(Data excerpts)
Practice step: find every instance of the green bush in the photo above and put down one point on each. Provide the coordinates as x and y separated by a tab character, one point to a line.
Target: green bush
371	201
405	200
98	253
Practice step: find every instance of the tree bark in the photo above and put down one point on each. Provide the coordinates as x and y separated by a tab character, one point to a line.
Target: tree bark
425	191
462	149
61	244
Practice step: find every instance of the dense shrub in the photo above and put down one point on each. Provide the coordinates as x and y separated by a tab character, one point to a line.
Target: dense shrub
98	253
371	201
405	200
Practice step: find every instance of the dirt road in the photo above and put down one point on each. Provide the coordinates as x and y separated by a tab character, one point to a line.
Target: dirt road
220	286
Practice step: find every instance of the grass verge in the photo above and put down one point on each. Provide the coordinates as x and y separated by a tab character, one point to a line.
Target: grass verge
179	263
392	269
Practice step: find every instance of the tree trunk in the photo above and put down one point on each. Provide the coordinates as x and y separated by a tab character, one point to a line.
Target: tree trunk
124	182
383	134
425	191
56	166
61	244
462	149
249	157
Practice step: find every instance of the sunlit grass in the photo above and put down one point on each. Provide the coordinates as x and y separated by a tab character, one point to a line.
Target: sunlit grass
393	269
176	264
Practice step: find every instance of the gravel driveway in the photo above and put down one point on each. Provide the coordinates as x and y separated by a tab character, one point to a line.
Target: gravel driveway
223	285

## Exercise brief
The line containing "Practice step: find every instance of the dirt" marks the start; retype it and each line after it through the end of the records above, exactly.

## The answer
Practice step: find every instance of the dirt road in the photo above and put down one point on each. Provide the coordinates as x and y separated by a tab character, one point to a line.
Target: dirt road
220	286
Practice step: find every instance of the grass verge in the photo above and put down one point on each. Provide the coordinates as x and y separated by a tab character, one point to a line.
Target: grass verge
179	263
392	269
Practice step: find every instance of the tree trunk in the photo above and put down one point on each. Provide the coordinates as x and y separated by a tab character, one point to a line.
Target: tree trunk
124	182
383	134
425	191
56	166
61	244
462	149
249	157
Practice step: find every instance of the sunlit grass in the photo above and put down one point on each. Provide the coordinates as x and y separated by a tab character, one point to a line.
Target: sunlit grass
393	269
176	264
Practice step: find every instance of the gravel driveway in the photo above and put down one point on each. Provide the coordinates as x and y separated by a tab character, one point to a line.
Target: gravel driveway
223	285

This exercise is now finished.